[begin PROVIDED RECORDS]

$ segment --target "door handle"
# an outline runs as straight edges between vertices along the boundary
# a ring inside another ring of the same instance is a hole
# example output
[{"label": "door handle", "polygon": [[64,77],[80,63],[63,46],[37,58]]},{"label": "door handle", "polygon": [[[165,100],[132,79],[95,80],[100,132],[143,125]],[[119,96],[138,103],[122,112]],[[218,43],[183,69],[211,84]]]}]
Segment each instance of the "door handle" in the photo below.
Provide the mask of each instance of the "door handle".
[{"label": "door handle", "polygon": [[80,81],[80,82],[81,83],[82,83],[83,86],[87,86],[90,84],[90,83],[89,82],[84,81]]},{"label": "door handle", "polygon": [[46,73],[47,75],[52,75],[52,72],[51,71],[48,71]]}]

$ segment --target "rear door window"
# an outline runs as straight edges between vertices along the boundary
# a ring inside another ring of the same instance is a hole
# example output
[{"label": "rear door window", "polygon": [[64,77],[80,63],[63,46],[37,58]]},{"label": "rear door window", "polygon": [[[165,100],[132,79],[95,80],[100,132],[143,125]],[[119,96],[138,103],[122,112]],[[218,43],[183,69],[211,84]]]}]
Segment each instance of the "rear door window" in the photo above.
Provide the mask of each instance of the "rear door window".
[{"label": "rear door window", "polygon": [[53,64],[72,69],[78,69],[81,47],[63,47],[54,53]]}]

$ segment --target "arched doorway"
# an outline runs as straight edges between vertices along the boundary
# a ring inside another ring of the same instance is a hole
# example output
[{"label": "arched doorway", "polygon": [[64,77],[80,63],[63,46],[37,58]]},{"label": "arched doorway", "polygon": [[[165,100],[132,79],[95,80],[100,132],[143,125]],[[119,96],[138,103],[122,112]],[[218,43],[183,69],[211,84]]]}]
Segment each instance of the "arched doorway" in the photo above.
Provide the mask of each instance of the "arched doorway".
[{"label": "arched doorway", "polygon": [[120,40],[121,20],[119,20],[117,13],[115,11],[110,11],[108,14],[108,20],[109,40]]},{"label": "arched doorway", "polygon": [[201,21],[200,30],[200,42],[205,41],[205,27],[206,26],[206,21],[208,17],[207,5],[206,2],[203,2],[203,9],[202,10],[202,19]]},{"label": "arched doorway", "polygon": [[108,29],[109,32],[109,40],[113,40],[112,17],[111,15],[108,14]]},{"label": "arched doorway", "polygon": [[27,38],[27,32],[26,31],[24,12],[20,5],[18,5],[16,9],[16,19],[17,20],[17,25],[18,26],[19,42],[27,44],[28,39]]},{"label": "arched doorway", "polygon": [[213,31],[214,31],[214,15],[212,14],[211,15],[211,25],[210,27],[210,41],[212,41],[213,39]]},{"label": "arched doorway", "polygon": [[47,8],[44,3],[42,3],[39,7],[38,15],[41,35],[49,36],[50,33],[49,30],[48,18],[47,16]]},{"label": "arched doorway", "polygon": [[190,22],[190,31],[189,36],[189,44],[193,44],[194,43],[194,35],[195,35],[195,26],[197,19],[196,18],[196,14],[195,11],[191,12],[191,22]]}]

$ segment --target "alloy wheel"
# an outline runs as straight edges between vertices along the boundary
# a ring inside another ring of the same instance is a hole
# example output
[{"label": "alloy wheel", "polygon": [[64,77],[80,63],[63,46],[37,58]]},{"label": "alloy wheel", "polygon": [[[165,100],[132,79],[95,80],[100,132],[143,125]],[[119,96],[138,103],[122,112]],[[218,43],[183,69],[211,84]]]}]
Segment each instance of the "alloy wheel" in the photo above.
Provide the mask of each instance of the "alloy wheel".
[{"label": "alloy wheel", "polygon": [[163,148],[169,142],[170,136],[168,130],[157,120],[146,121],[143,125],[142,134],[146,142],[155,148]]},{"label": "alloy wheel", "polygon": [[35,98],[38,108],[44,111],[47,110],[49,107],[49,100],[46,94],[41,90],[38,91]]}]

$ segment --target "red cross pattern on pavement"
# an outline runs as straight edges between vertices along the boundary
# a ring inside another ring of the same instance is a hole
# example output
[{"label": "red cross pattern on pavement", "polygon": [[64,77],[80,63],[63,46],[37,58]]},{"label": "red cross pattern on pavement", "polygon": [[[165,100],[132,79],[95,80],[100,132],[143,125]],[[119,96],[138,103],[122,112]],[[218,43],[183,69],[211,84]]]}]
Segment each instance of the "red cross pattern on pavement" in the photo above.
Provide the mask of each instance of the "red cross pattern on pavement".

[end PROVIDED RECORDS]

TASK REQUIREMENTS
The records above must be repeated exactly, every one of them.

FINAL RESULT
$ segment --target "door handle"
# an outline runs as straight edges between vertices along the boundary
# a ring inside another ring of the same instance is a hole
# example output
[{"label": "door handle", "polygon": [[64,77],[80,63],[63,46],[37,58]]},{"label": "door handle", "polygon": [[[165,100],[132,79],[95,80],[100,132],[143,125]],[[119,96],[138,103],[122,112]],[[218,43],[183,69],[211,84]]]}]
Segment each instance of the "door handle" in the photo below.
Provide the mask of each instance of the "door handle".
[{"label": "door handle", "polygon": [[80,81],[80,82],[81,83],[82,83],[83,86],[87,86],[90,84],[90,83],[89,82],[84,81]]},{"label": "door handle", "polygon": [[46,73],[47,75],[52,75],[52,72],[51,71],[48,71]]}]

$ segment --target "rear door window"
# an outline runs as straight edges between vertices along the boundary
# a ring inside another ring of the same instance is a hole
# example output
[{"label": "rear door window", "polygon": [[64,77],[80,63],[63,46],[37,58]]},{"label": "rear door window", "polygon": [[[165,100],[132,79],[95,80],[100,132],[143,125]],[[119,96],[138,103],[122,112]],[[218,43],[183,69],[211,84]]]}]
Segment each instance of the "rear door window" in the photo above.
Provide the mask of each instance of the "rear door window".
[{"label": "rear door window", "polygon": [[53,64],[72,69],[78,69],[81,47],[63,47],[54,53]]}]

$ segment --target "arched doorway"
# an outline runs as straight edges between vertices along the boundary
# a ring inside another ring of the same instance is a hole
# example output
[{"label": "arched doorway", "polygon": [[64,77],[80,63],[63,46],[37,58]]},{"label": "arched doorway", "polygon": [[[165,100],[132,79],[95,80],[100,132],[143,125]],[[119,96],[138,103],[122,112]],[[218,43],[183,69],[211,84]]]}]
Segment each instance of the "arched doorway" in the photo above.
Provide the mask of each instance of the "arched doorway".
[{"label": "arched doorway", "polygon": [[120,40],[121,20],[119,20],[117,13],[115,11],[110,11],[108,14],[108,20],[109,40]]},{"label": "arched doorway", "polygon": [[201,21],[200,30],[200,42],[205,41],[205,27],[206,26],[206,21],[208,17],[207,5],[206,2],[203,2],[203,9],[202,10],[202,19]]},{"label": "arched doorway", "polygon": [[108,29],[109,32],[109,40],[113,40],[112,17],[111,15],[108,14]]},{"label": "arched doorway", "polygon": [[27,38],[27,32],[26,31],[24,12],[20,5],[18,5],[16,9],[16,19],[17,20],[17,25],[18,26],[19,42],[27,44],[28,39]]},{"label": "arched doorway", "polygon": [[213,31],[214,31],[214,15],[212,14],[211,15],[211,25],[210,27],[210,41],[212,41],[213,39]]},{"label": "arched doorway", "polygon": [[47,8],[44,3],[42,3],[39,7],[38,15],[41,35],[49,36],[50,33],[49,30],[48,18],[47,16]]},{"label": "arched doorway", "polygon": [[190,22],[190,31],[189,36],[189,44],[193,44],[194,43],[194,35],[195,35],[195,26],[197,19],[196,18],[196,14],[195,11],[191,12],[191,22]]}]

$ segment --target "alloy wheel"
# an outline runs as straight edges between vertices along the boundary
# a ring inside another ring of the same instance is a hole
# example output
[{"label": "alloy wheel", "polygon": [[64,77],[80,63],[63,46],[37,58]]},{"label": "alloy wheel", "polygon": [[[165,100],[132,79],[95,80],[100,132],[143,125]],[[119,96],[138,103],[122,112]],[[218,43],[183,69],[211,84]]]}]
Segment each instance of the "alloy wheel" in the photo above.
Provide the mask of each instance of the "alloy wheel".
[{"label": "alloy wheel", "polygon": [[163,148],[169,142],[170,136],[168,130],[157,120],[146,121],[143,125],[142,134],[146,142],[155,148]]},{"label": "alloy wheel", "polygon": [[35,98],[38,108],[44,111],[47,110],[49,107],[49,100],[46,94],[41,90],[38,91]]}]

$ segment --target "red cross pattern on pavement"
# an outline runs as straight edges between vertices along the boundary
# a ring inside another ring of the same instance is a hole
# example output
[{"label": "red cross pattern on pavement", "polygon": [[64,77],[80,63],[63,46],[37,58]]},{"label": "red cross pattern on pavement", "polygon": [[[165,100],[132,79],[95,80],[100,132],[143,125]],[[119,96],[138,103],[122,112]],[[218,43],[183,69],[211,84]]]}]
Segment each instance of the "red cross pattern on pavement" in the photo above.
Provide the mask of each instance of the "red cross pattern on pavement".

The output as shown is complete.